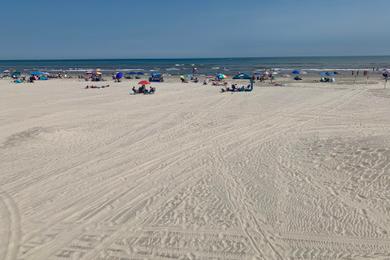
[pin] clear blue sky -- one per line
(193, 28)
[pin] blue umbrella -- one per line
(119, 75)
(242, 76)
(36, 73)
(221, 76)
(327, 74)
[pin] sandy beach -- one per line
(295, 172)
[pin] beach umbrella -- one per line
(143, 82)
(221, 76)
(119, 75)
(242, 76)
(36, 73)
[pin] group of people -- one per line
(235, 88)
(144, 90)
(93, 86)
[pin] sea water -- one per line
(206, 66)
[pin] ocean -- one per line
(204, 65)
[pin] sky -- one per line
(89, 29)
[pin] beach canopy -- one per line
(119, 75)
(327, 74)
(242, 76)
(143, 82)
(37, 73)
(221, 76)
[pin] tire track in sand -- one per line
(9, 227)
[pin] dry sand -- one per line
(297, 172)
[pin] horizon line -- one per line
(199, 58)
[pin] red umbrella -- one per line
(143, 82)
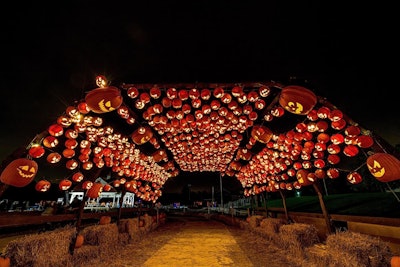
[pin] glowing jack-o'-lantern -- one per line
(297, 99)
(95, 190)
(142, 135)
(19, 172)
(102, 100)
(36, 151)
(42, 186)
(64, 184)
(384, 167)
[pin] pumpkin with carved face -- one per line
(42, 186)
(384, 167)
(103, 100)
(297, 99)
(19, 173)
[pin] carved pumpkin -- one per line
(19, 173)
(36, 151)
(102, 100)
(297, 99)
(261, 134)
(42, 186)
(384, 167)
(64, 184)
(95, 190)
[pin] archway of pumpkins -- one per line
(268, 136)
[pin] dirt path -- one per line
(196, 241)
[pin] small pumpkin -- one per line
(80, 239)
(297, 99)
(20, 172)
(103, 100)
(384, 167)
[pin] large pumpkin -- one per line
(261, 133)
(42, 186)
(102, 100)
(142, 135)
(20, 172)
(384, 167)
(297, 99)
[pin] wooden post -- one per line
(284, 205)
(121, 201)
(323, 208)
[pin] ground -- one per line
(197, 241)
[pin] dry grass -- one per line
(49, 249)
(355, 249)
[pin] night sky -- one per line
(51, 54)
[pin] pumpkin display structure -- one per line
(297, 99)
(384, 167)
(103, 100)
(19, 172)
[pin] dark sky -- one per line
(51, 54)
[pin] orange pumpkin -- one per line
(297, 99)
(384, 167)
(103, 100)
(95, 190)
(42, 186)
(395, 261)
(142, 135)
(261, 133)
(5, 262)
(19, 173)
(80, 239)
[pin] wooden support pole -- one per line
(329, 226)
(284, 205)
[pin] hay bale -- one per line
(254, 221)
(48, 249)
(271, 225)
(85, 254)
(105, 235)
(301, 234)
(318, 255)
(356, 249)
(123, 238)
(122, 226)
(132, 228)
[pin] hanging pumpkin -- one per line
(384, 167)
(19, 172)
(64, 184)
(141, 135)
(95, 190)
(261, 133)
(36, 151)
(297, 99)
(102, 100)
(42, 186)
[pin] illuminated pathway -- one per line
(201, 243)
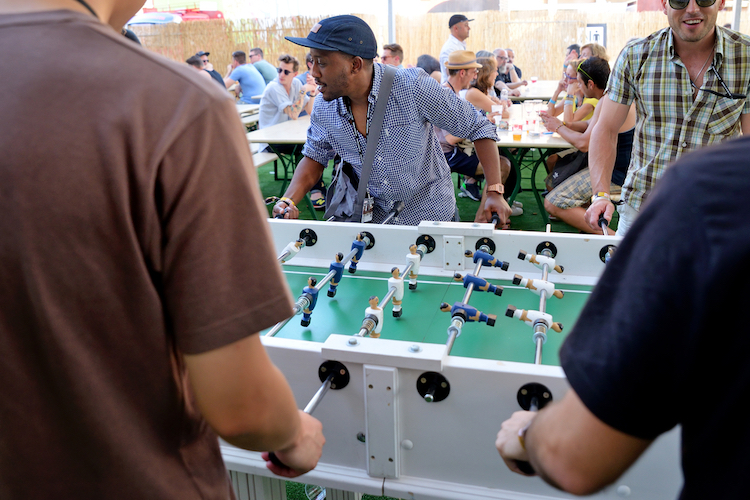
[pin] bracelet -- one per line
(601, 195)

◆ **Exercise**
Print the material above exactly, skipping its images.

◆ **Reply to the task**
[pin] clear blue sky -- one per line
(193, 28)
[pin] blue umbrella -- one per line
(119, 75)
(242, 76)
(36, 73)
(221, 76)
(327, 74)
[pin] sandy beach -- one per line
(295, 172)
[pin] beach umbrella -- one per line
(143, 82)
(221, 76)
(119, 75)
(242, 76)
(36, 73)
[pin] group of people -- one per line
(235, 88)
(144, 90)
(93, 86)
[pin] sea water -- one per line
(206, 66)
[pin] ocean -- one per line
(204, 65)
[pin] sky -- one per line
(89, 29)
[pin] beach canopy -- one per line
(119, 75)
(327, 74)
(242, 76)
(143, 82)
(37, 73)
(221, 76)
[pin] tire track in sand -- one per line
(9, 227)
[pin] dry sand -- one per line
(297, 172)
[pin] horizon line -- one per line
(199, 58)
[pin] red umbrella -- one per line
(143, 82)
[pin] glowing jack-o'-lantern -- one per line
(297, 99)
(95, 190)
(142, 135)
(19, 172)
(102, 100)
(36, 151)
(42, 186)
(64, 184)
(384, 167)
[pin] pumpkin with carved face -- one per line
(42, 186)
(384, 167)
(103, 100)
(297, 99)
(19, 173)
[pin] carved pumpkin -- one per line
(19, 173)
(36, 151)
(102, 100)
(297, 99)
(261, 134)
(42, 186)
(384, 167)
(64, 184)
(95, 190)
[pin] archway of pumpkins -- one per line
(268, 136)
[pin] dirt path -- one per line
(196, 241)
[pin] small pumpkin -- one per line
(80, 239)
(297, 99)
(20, 172)
(103, 100)
(384, 167)
[pin] large pumpkin -- one per line
(261, 133)
(42, 186)
(102, 100)
(142, 135)
(20, 172)
(384, 167)
(297, 99)
[pin] wooden post -- one per line
(284, 205)
(121, 201)
(323, 208)
[pin] ground -- one per line
(197, 241)
[pin] dry grass -- one per line
(49, 249)
(355, 249)
[pin] night sky -- one per line
(51, 54)
[pin] pumpkin display structure -- one per line
(297, 99)
(384, 167)
(103, 100)
(19, 172)
[pin] dark sky -- one per line
(51, 54)
[pin] orange pumpkin -- one per line
(297, 99)
(384, 167)
(103, 100)
(95, 190)
(42, 186)
(395, 261)
(142, 135)
(261, 133)
(5, 262)
(19, 173)
(80, 239)
[pin] wooden support pole -- one per line
(329, 226)
(284, 205)
[pin] hay bale -- one per line
(254, 221)
(48, 249)
(271, 225)
(85, 254)
(105, 235)
(301, 234)
(318, 255)
(356, 249)
(123, 238)
(122, 226)
(132, 228)
[pin] hanging pumpkin -- one per line
(384, 167)
(19, 172)
(64, 184)
(141, 135)
(95, 190)
(261, 133)
(36, 151)
(297, 99)
(102, 100)
(42, 186)
[pin] illuminated pathway -- one per line
(201, 243)
[pin] bracelet -- one per line
(601, 195)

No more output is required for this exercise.